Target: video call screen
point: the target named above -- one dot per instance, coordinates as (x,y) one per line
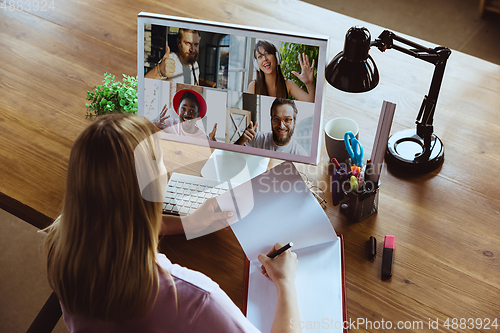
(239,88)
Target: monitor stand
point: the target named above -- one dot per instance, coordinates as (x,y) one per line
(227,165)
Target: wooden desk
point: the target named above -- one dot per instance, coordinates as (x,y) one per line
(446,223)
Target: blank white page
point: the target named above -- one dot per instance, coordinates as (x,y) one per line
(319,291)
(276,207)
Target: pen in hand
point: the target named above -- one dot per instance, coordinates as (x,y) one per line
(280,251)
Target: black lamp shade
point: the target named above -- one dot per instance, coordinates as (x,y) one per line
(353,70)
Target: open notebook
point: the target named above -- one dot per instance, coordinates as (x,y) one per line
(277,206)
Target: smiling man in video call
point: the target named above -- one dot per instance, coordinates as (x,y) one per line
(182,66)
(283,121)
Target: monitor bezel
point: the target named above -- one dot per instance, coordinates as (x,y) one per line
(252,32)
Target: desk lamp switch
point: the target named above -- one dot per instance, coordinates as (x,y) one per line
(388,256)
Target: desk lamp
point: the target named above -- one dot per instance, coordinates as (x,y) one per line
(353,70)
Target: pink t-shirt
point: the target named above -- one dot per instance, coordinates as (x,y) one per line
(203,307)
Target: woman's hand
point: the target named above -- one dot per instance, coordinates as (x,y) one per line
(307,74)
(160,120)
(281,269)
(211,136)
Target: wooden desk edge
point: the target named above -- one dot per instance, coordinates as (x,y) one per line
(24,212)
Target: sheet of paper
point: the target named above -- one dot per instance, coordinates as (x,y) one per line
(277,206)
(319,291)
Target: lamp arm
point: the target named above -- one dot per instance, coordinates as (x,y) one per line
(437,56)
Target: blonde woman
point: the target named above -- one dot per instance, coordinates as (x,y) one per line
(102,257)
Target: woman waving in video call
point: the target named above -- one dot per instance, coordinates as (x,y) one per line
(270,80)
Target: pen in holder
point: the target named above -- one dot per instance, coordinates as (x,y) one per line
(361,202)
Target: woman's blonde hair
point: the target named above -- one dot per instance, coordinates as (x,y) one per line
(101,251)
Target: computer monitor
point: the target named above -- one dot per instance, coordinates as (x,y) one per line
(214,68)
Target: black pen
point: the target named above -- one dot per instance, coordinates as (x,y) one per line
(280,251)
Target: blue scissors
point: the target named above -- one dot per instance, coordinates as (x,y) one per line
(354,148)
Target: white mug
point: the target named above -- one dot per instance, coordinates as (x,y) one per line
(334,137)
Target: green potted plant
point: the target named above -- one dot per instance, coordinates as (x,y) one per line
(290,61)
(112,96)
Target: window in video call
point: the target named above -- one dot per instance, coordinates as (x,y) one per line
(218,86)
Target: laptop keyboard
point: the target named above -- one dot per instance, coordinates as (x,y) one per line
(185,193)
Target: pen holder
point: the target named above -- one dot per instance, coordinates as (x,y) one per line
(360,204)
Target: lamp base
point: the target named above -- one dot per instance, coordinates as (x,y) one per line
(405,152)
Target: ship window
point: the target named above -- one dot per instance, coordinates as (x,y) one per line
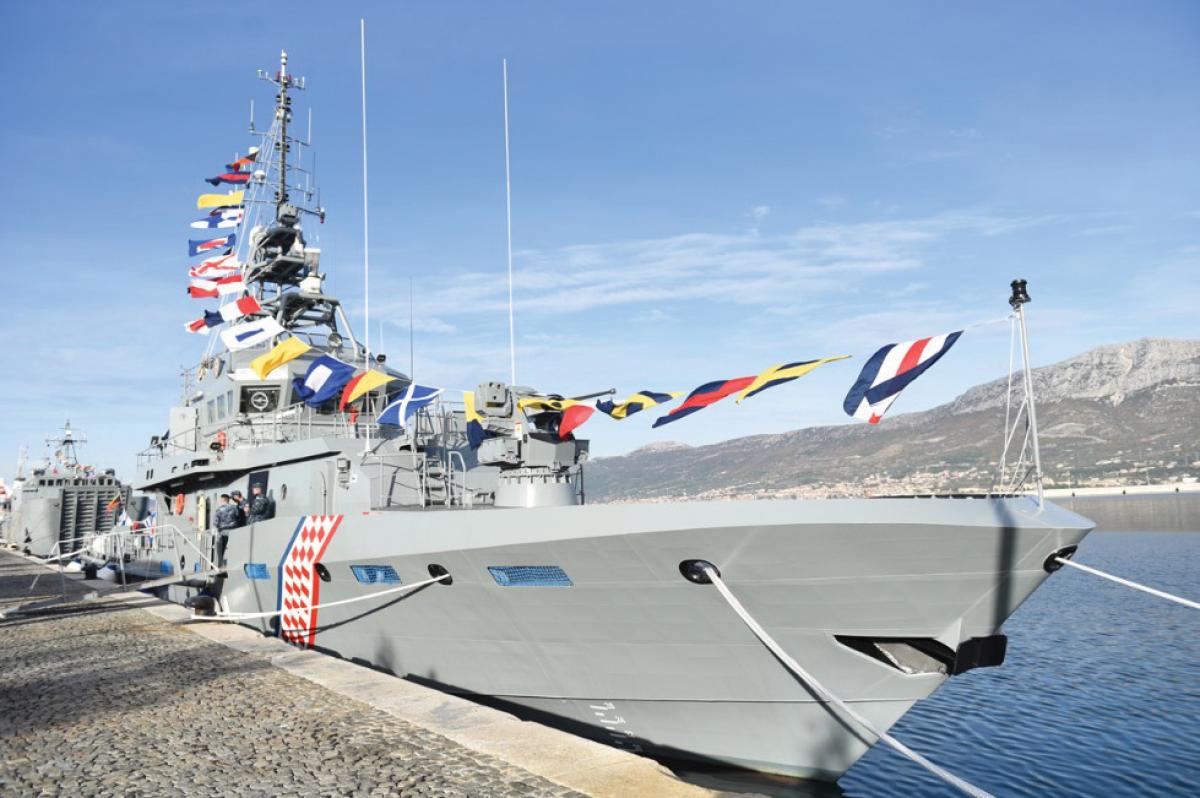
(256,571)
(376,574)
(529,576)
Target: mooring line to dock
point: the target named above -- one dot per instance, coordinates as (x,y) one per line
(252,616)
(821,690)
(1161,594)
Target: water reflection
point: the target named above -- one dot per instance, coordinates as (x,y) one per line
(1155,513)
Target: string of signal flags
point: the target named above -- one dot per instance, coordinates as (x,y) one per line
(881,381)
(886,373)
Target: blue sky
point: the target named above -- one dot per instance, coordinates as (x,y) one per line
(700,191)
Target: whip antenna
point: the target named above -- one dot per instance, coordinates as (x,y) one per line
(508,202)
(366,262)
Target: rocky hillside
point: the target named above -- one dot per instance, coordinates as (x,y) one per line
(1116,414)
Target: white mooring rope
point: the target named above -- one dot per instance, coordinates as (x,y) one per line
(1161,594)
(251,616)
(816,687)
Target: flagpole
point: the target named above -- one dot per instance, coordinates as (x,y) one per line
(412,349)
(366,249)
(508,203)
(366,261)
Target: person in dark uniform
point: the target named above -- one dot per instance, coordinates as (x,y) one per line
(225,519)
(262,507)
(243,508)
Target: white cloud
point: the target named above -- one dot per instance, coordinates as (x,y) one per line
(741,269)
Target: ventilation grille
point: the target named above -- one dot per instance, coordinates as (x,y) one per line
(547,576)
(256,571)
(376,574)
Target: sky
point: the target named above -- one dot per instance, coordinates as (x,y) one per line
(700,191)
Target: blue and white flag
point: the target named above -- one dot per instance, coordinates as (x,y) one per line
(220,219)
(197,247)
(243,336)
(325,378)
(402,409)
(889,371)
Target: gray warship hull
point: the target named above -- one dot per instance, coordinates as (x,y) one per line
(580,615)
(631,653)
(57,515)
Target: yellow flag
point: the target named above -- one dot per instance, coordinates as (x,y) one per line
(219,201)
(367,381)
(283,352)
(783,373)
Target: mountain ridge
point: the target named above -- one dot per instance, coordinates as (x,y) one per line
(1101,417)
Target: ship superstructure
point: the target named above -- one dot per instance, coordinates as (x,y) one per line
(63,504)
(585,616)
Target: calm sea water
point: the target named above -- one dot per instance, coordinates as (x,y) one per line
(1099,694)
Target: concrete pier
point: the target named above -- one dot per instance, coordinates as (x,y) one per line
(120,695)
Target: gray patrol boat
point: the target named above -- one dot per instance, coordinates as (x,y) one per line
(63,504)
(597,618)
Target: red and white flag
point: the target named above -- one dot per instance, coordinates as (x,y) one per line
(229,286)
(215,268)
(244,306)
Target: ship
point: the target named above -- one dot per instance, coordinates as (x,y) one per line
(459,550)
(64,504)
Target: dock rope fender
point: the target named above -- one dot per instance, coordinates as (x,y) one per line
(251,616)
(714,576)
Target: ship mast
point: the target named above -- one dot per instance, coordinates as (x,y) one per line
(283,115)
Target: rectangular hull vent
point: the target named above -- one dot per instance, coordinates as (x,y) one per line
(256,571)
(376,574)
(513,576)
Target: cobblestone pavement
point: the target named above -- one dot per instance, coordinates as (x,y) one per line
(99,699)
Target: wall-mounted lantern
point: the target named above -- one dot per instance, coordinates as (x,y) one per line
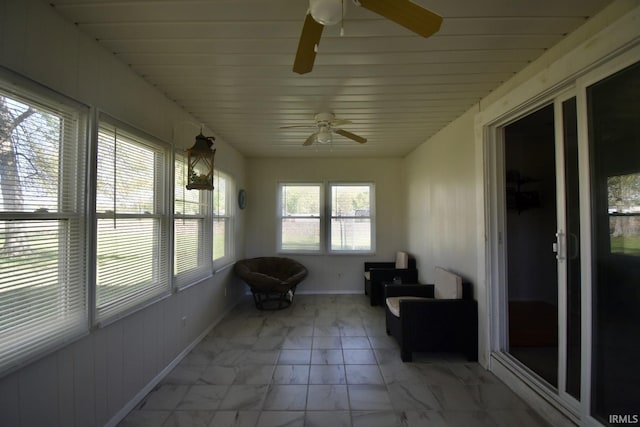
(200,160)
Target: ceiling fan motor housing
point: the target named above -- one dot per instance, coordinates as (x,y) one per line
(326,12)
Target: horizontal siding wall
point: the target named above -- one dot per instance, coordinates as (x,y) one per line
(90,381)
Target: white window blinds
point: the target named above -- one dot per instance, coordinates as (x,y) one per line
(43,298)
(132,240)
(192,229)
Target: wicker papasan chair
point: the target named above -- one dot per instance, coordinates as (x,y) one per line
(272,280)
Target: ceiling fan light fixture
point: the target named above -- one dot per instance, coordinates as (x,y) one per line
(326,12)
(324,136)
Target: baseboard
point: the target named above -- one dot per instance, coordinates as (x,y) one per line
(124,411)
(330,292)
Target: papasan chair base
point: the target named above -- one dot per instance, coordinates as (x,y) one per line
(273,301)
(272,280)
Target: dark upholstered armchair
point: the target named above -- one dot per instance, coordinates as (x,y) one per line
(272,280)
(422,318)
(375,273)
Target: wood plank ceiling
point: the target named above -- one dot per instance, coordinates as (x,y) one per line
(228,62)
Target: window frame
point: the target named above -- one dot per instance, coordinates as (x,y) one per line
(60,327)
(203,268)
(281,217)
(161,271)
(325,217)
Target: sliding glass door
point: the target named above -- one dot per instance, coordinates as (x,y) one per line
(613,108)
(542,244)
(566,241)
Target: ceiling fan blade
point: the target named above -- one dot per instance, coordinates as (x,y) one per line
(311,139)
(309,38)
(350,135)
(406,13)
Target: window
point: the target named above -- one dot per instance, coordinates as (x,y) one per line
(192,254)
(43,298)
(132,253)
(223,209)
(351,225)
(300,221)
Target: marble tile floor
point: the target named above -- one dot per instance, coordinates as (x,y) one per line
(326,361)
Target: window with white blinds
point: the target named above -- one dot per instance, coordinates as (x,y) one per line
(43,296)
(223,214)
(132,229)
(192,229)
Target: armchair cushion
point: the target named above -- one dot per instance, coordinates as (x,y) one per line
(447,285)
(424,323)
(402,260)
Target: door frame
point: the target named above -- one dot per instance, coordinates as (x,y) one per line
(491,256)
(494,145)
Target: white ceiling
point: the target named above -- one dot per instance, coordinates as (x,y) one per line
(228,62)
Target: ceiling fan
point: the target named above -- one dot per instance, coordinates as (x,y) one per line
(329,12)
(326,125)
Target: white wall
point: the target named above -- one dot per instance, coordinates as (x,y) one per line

Objective> Retype exactly, please, each line from the line that contains "Target: window frame" through the last line of the entries above, with nothing added.

The response>
Target: window frame
point: the target named above -- one dot per instance, coordinates as (x,y) one per line
(60,327)
(203,268)
(281,217)
(161,271)
(325,217)
Target: sliding glass door
point: the target named above -- one dot per instance, coordinates as (x,y) one per line
(613,108)
(542,244)
(566,241)
Target: ceiling fan blade
point: the target named above -- one dot per instance, coordinates as (x,y) one per line
(311,139)
(309,38)
(350,135)
(406,13)
Target: window
point: the target named above -- one dot per instance, coordinates as (x,y) one per line
(192,254)
(43,298)
(132,253)
(223,209)
(351,225)
(300,221)
Target: marble tile floor
point: the target named above -- one dot per instance, coordinates as (x,y) one per line
(326,361)
Target: window with white blinds
point: the target named above -- one dot per instance, coordinates as (x,y) one per line
(43,296)
(223,214)
(132,229)
(192,229)
Target: armchair cushion
point: the target named above -- one dot per instance, coordinates as (x,y) one per line
(447,285)
(424,323)
(402,260)
Target: door frame
point: the target named above -- one dot per instance, coordinates as (x,y) one per line
(491,256)
(494,145)
Target: white ceiling
point: the target named above -- one dot per instance, coordinates as (x,y) one per line
(228,62)
Target: ceiling fan
point: the target named above -- one dot per instance, coordinates as (x,y) one per line
(329,12)
(326,125)
Target: white wall
point: the target named above -- one dot per instance, coordinates as (x,y) one per line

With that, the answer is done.